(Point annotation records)
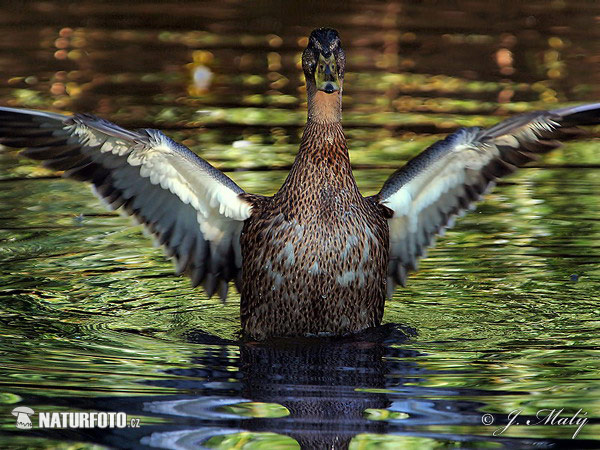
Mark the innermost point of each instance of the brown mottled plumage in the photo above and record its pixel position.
(317, 257)
(315, 254)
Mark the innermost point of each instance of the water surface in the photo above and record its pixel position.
(502, 316)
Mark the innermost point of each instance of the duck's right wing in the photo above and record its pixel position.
(423, 197)
(193, 209)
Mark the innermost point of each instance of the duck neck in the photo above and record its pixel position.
(322, 107)
(322, 162)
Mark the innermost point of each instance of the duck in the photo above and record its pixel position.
(317, 257)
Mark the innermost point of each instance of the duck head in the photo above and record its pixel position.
(323, 62)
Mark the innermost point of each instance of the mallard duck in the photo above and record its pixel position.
(317, 257)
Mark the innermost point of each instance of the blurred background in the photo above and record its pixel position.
(503, 314)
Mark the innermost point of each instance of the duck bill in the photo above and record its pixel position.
(326, 77)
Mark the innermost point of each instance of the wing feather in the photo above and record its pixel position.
(450, 176)
(191, 208)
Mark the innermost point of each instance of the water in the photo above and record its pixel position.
(502, 316)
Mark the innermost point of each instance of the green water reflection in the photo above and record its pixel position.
(505, 307)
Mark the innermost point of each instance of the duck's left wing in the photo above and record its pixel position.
(193, 209)
(425, 195)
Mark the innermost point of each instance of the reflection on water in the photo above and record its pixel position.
(354, 393)
(503, 315)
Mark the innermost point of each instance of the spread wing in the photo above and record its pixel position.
(430, 190)
(193, 209)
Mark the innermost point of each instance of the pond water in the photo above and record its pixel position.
(503, 315)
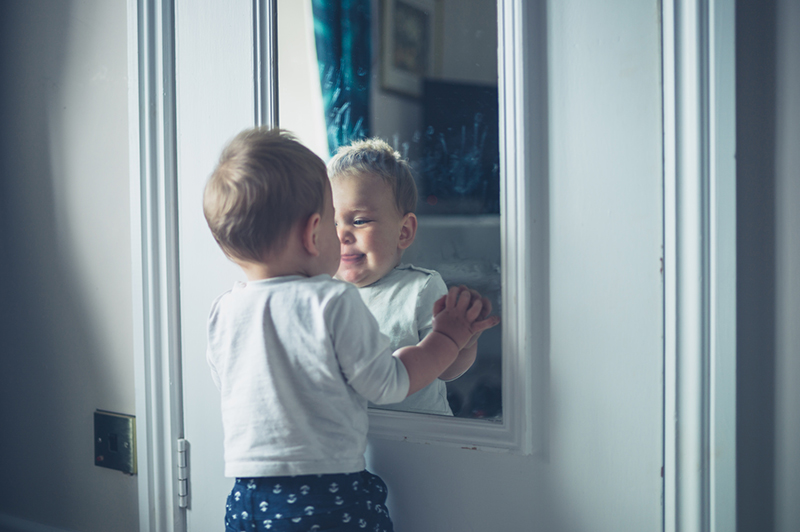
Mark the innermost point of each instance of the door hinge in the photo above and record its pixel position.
(183, 473)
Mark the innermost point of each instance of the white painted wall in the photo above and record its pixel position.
(65, 323)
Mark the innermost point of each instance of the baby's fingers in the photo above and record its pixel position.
(439, 305)
(487, 308)
(488, 323)
(452, 297)
(474, 310)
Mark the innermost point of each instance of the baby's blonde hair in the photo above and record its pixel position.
(375, 157)
(265, 181)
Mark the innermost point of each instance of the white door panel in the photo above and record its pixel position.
(600, 469)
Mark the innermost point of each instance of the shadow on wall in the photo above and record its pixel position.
(755, 182)
(53, 368)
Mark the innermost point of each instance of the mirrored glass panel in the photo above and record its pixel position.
(421, 75)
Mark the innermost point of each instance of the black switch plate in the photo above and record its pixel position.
(115, 441)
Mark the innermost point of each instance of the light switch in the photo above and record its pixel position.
(115, 441)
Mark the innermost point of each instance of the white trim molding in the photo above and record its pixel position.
(700, 271)
(151, 70)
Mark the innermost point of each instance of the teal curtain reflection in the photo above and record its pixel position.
(342, 34)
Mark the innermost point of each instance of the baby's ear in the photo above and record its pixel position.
(408, 230)
(310, 234)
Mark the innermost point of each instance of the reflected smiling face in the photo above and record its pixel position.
(372, 232)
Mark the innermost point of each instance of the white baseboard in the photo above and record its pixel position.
(15, 524)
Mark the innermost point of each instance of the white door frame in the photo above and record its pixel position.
(699, 265)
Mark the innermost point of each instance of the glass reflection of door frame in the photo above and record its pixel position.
(524, 261)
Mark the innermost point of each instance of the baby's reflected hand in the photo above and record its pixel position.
(462, 314)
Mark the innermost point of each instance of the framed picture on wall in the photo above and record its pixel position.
(409, 35)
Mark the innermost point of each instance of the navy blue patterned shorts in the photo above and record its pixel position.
(338, 502)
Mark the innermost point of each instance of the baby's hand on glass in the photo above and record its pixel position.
(461, 315)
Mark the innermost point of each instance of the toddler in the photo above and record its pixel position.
(375, 197)
(297, 355)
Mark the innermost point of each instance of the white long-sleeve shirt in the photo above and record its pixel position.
(296, 359)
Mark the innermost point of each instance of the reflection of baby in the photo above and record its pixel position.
(374, 196)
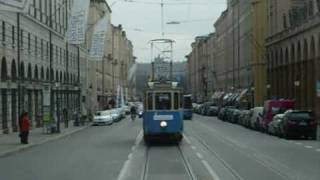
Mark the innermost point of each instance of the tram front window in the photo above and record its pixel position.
(163, 101)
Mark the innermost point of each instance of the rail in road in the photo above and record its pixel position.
(174, 156)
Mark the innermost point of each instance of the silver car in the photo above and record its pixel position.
(103, 118)
(115, 113)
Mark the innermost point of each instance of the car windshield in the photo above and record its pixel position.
(300, 116)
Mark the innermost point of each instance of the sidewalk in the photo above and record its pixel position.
(10, 143)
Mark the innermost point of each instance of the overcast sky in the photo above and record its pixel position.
(142, 21)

Prompt:
Omit the pictures and reproduce the listing exactly.

The solution:
Mark the innermost point of each instance of the brown mottled plumage in the photo above and record its pixel position.
(317, 257)
(315, 254)
Mark the innermost point of each instance of the water surface in the photo above and record its pixel position.
(502, 316)
Mark the innermost point of each instance of the duck's right wing in the photo above and record its pixel position.
(423, 197)
(193, 209)
Mark the innermost point of each instance of the duck neck in the photo above and record its pixel position.
(322, 107)
(322, 162)
Mark the innermost point of each instance of the duck in the photo above and record its pixel position.
(317, 257)
Mark the innermost point of each instance of the duck head in the photo above and record its pixel position.
(323, 62)
Mark the innermost point of each instance of the mallard duck in the photo above and record its pixel position.
(317, 257)
Mark the innermost point of each instance of the blurred background in the photo above and record its pixel position.
(503, 314)
Mark the innermost point of each instance of the duck bill in the photo above and record its pixel position.
(326, 77)
Mark the innermost point of each instance of the wing feather in the photo above and record its pixel position.
(450, 176)
(191, 208)
Mark the innermost point of each instance of the water in the photo above and record its pixel position.
(502, 316)
Mark the innermost point of each instance of the green water reflection in the photo above and record its pixel position.
(505, 307)
Mark the innermost point of each instance of the duck's left wing in the photo above and record its pixel position.
(193, 209)
(425, 195)
Mark the innermost point of each instance of the reflection on water in the photo above and record its pixel position.
(354, 393)
(503, 315)
Mark the innermost point of each instance of the spread wing in the photo above and record its pixel position.
(430, 190)
(193, 209)
Mark the innermost point of each instance of the pond water in the photo above and record its pixel position.
(503, 315)
Mark the innermost point of each instance of the door hinge in the photo above and record its pixel position.
(183, 473)
Mark the innermost point of each instance of the white painted wall in the photo above and record its pixel position.
(65, 323)
Mark the innermost point of each instance of the baby's fingers in the photo above and record its pixel position.
(439, 305)
(487, 308)
(488, 323)
(452, 297)
(474, 310)
Mark the innermost point of each instance of the baby's blonde hair in the photo above and record its pixel position.
(375, 157)
(265, 181)
Mark the innermost point of each instance of the white door panel in the photo above and record its pixel position.
(600, 469)
Mark the innermost point of each instance of the shadow on wall in the photo above and record its pixel position.
(755, 182)
(53, 368)
Mark the innermost point of each instance of the mirrored glass panel in the photo above and record its pixel position.
(421, 75)
Mark the innermost point of each instance of the black switch plate in the photo above and record its pixel position.
(115, 441)
Mark the innermost point of each instance of the light switch in the photo above and record its pixel position.
(115, 441)
Mark the innermost point of each instance of the white trim molding in the photo above and record its pixel position.
(700, 271)
(151, 70)
Mark the innermost point of each instance of the teal curtain reflection in the photo above and record its pixel position.
(342, 34)
Mark the innermost point of each instance of the baby's ear in the photo above and record its pixel position.
(408, 230)
(310, 234)
Mark the innermost point of each instance of the reflected smiling face in the photo above and record its pixel position.
(372, 232)
Mark the innermost point of each instance of the white baseboard in the photo above and record its pixel position.
(15, 524)
Mark the innermost point of each instance of the white door frame in the photo above and record its pixel position.
(699, 265)
Mark the innermost point of each instance of the glass reflection of door frame in the photo above and record its pixel position.
(524, 261)
Mark the innermost point of each instance of the baby's reflected hand in the photo above and record its pixel position.
(462, 314)
Mark the innermost point of each instance of the framed picture on wall in the photo above and record its pixel position.
(409, 35)
Mark the innermost point of each instance of the navy blue patterned shorts in the photo above and record its pixel position.
(338, 502)
Mark the innermost point of each instance of the baby's hand on glass in the photo above and record its pixel position.
(461, 315)
Mark the innermost point of each instance of the toddler in the photo above and record its pixel position.
(375, 197)
(297, 355)
Mark the innermost point of each instance of the white long-sleeve shirt in the photo above and record its pixel position.
(296, 359)
Mark the innermost point of each instance of the reflection of baby in the photo above and record its pixel position.
(374, 196)
Mark the innermost point of each instance of the tram front window in the photo above and record its pixel position.
(163, 101)
Mark the innermost point of each instance of the rail in road in the photo above and record its pixel position.
(174, 156)
Mark the innermost point of each instance of the silver car in the photo above and record its pixel position.
(103, 118)
(115, 113)
Mark the innermost point of each instance of the car windshield in the photo above and record its pixel position.
(300, 116)
Mark the innermost point of each instance of the sidewalk in the photo above and record its pixel position.
(10, 143)
Mark the innermost point of each instance of the overcast sky in the photo above and record its pixel position.
(142, 21)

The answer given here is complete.